Brief A: Give the entries below as a two-column CSV with the columns "entry_text" and "answer", one row per entry. Start at the entry that contains "In this photo, where can the boy's" and end at the last entry. Put each entry's text and its answer in one quoted field, with line breaks turned into spaces.

Source text:
———
With parent-teacher conference season upon us, I often find myself in a familiar scenario. The teacher begins, “So, your child’s grade is ___, and that’s due to…” I sit there thinking, “This sounds promising! My child is really shining.” Other times, however, I find myself wondering, “Wait a minute, is my child slacking off?” But since I don’t know the grade they’re referring to, I ask for clarification. The teacher often responds, “Don’t you check the online portal?”
I reply, “Should I be? I assumed if things were dire, you’d let me know right now. After all, these aren’t my grades.” This usually leads to a moment of silence, and then a look of disbelief. Eventually, teachers express their appreciation for letting them do their jobs and for trusting that kids are getting grades that reflect their own efforts. Occasionally, they’ve informed me, “It’s time for you to step in.” And when that happens, I do.
Most of the time, however, teachers are relieved to know they’re getting a true representation of what my children can achieve without my constant reminders. With 18 years of experience in public education, I understand that fostering independence is crucial for my kids’ success. I often see kindergartners who struggle when they haven’t learned to do things on their own, and the challenges they face at the start of each new school year because their parents have always stepped in.
———
Stored items from a collection:
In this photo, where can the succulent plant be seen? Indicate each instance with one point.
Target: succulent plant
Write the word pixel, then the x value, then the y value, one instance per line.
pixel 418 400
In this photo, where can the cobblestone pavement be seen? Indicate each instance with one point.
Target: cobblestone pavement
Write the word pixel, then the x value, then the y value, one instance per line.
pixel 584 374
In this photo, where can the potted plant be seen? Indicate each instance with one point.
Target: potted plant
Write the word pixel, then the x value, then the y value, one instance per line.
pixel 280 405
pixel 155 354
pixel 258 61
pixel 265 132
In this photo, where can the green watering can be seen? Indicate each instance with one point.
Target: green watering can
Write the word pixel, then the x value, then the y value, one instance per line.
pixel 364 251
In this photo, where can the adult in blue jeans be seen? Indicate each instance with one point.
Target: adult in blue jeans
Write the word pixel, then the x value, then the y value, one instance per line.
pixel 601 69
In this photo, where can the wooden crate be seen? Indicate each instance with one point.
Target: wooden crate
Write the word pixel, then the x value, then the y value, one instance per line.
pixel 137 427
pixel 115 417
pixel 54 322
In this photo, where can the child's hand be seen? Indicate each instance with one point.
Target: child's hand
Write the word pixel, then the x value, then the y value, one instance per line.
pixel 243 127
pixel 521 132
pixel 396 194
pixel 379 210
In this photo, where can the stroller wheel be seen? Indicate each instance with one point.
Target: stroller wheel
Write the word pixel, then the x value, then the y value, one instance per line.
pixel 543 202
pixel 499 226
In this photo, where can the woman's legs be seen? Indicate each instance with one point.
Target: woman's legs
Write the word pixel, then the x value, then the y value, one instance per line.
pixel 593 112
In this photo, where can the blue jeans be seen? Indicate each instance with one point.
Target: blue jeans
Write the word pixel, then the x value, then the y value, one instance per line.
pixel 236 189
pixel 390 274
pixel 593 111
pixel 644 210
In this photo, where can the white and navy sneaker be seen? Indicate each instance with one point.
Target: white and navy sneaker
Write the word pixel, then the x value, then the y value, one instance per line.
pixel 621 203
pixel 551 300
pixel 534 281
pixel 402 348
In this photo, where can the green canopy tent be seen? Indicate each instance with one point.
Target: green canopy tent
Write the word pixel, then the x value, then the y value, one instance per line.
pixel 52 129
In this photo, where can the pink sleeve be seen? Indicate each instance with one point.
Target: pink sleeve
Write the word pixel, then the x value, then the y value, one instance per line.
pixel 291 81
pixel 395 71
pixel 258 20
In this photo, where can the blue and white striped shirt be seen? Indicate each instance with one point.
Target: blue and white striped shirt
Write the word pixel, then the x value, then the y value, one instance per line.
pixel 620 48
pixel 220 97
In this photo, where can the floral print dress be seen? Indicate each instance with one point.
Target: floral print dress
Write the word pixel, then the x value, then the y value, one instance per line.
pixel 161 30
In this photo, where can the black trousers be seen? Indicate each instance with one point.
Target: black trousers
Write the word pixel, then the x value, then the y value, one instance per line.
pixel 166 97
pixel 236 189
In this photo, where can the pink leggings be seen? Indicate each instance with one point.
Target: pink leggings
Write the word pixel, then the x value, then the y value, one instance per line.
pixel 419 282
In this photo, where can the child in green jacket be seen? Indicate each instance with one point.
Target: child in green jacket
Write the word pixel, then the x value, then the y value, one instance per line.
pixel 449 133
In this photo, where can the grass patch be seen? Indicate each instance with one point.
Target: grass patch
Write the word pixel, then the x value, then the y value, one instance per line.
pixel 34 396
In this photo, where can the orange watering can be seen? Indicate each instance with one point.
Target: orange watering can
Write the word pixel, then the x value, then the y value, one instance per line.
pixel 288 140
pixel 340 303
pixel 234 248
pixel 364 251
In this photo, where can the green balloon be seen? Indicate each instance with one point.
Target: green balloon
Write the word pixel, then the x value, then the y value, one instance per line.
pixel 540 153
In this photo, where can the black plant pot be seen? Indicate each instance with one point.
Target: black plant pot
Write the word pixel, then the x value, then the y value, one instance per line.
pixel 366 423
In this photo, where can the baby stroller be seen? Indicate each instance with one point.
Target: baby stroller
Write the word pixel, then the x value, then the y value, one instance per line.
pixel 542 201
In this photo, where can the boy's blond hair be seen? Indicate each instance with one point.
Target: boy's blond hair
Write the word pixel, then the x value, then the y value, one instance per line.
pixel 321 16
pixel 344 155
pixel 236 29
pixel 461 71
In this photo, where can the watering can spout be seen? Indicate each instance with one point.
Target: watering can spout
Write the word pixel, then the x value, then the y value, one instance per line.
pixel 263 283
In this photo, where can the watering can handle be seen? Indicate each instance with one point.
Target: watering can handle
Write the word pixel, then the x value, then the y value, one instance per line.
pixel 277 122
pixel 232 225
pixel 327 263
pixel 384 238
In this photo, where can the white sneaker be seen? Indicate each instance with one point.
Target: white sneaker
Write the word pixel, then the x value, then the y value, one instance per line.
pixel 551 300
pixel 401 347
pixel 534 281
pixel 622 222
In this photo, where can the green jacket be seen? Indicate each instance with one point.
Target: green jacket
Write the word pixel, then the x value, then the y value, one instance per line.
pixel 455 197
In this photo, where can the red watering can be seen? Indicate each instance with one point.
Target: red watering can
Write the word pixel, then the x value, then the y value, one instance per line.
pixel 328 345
———
Brief B: List every remark that the essay on parent-teacher conferences quotes a teacher as saying.

Task solution A:
entry_text,answer
"In this photo, where can the boy's blond hair be seen? Indicate each instance with one point. Target: boy's blond hair Write the word pixel, then the x value, then the y value, one instance per line.","pixel 321 16 pixel 344 155 pixel 236 29 pixel 461 71"
"In this photo, where can the watering can spout be seen? Indicate each instance with one point. Target: watering can spout Write the word pixel, then the x value, then the y value, one instance per line.","pixel 263 283"
"In this photo, where can the watering can handle be seen? Indicate each instance with one point. Target: watering can handle Write the word pixel, then the x value, then the y value, one instance per line.","pixel 277 122 pixel 232 225 pixel 327 263 pixel 384 238"
"In this photo, where can the white sneaker be seen? Indicate each instance with one point. Target: white sneaker Write the word pixel, then the x value, then the y value, one instance per line.","pixel 551 300 pixel 401 347 pixel 534 281 pixel 622 222"
"In this photo, where can the green jacket be seen? Indicate each instance with one point. Target: green jacket Write the word pixel, then the x value, then the y value, one instance per line.","pixel 455 197"
"In this photo, where can the red watering can be seen? Indicate each instance with one point. Target: red watering can Write the word pixel, then the x value, then the y value, one instance per line.","pixel 328 345"

Task solution B:
- "So, your child's grade is ___, and that's due to…"
- "Don't you check the online portal?"
- "It's time for you to step in."